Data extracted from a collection
============================================================

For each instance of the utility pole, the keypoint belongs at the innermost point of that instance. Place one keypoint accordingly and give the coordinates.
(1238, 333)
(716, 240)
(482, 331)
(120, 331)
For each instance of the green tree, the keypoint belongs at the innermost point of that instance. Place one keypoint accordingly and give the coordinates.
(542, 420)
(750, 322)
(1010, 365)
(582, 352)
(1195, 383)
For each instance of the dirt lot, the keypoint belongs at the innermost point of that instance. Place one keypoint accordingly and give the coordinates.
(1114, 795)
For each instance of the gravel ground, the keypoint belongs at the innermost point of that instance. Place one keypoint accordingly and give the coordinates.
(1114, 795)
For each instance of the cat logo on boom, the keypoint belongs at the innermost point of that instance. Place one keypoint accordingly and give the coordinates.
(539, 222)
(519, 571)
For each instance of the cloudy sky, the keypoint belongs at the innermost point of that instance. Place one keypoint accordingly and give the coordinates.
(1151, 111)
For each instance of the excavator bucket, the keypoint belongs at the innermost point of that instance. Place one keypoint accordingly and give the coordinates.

============================================================

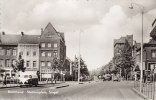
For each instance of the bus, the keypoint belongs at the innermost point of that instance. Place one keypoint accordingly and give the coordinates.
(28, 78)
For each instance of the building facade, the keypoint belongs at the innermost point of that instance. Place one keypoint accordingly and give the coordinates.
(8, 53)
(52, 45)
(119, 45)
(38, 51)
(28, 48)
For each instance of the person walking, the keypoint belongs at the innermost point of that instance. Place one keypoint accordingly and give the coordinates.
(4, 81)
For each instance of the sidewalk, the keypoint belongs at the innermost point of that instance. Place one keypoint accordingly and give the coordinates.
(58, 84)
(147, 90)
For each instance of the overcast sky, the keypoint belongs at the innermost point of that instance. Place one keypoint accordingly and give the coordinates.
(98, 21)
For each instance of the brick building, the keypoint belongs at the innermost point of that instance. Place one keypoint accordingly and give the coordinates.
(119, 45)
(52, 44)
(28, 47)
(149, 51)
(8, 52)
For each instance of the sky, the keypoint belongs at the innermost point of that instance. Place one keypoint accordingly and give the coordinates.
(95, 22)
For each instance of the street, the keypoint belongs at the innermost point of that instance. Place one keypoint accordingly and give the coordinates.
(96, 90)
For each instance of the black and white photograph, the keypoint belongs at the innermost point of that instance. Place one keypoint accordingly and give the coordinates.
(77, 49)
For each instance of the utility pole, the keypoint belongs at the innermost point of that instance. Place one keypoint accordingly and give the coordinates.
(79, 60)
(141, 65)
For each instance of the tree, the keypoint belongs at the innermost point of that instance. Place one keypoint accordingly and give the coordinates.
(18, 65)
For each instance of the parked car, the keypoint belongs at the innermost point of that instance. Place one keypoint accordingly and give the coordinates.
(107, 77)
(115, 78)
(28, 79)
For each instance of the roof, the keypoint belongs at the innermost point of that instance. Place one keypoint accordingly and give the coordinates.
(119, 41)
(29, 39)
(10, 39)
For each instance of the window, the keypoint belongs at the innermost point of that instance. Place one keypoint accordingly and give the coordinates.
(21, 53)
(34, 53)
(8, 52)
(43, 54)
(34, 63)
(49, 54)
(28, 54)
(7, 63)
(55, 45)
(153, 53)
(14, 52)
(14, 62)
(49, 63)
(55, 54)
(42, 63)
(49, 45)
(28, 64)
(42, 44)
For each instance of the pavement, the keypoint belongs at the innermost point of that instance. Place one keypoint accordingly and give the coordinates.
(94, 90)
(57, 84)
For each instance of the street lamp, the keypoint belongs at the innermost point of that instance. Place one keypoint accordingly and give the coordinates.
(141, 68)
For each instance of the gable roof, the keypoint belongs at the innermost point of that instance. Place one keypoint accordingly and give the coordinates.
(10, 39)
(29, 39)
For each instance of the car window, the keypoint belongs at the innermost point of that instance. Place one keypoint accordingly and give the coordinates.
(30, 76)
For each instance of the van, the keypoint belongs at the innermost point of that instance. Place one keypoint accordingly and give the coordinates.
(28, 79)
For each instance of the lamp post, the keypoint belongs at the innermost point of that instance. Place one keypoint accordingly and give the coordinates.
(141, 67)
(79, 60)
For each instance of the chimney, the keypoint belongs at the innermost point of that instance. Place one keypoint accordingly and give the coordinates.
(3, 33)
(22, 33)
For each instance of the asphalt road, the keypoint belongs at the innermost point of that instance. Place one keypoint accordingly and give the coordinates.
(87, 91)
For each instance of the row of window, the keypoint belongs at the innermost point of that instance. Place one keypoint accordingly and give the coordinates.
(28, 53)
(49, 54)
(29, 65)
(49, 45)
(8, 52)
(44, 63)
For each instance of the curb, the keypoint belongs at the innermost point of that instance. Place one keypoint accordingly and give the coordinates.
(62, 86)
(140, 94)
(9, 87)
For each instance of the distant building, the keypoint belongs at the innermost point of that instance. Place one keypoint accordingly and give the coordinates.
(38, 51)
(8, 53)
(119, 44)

============================================================

Task details: Restate word for word only the lines above from the line containing "For each instance of the cat" to the line containing "For each instance of the excavator", both of them included.

Exercise response:
For each instance of the cat logo on boom, the keypoint belongs at the innermost point of that instance. Place one keypoint accordingly and give the coordinates.
(539, 222)
(519, 571)
For each instance of the cloudy sky, the keypoint belongs at the innermost point of that instance. Place one keypoint accordingly and give the coordinates.
(1151, 111)
For each instance of the excavator bucket, the keypoint belongs at the innermost point of that instance. Place one keypoint accordingly and give the coordinates.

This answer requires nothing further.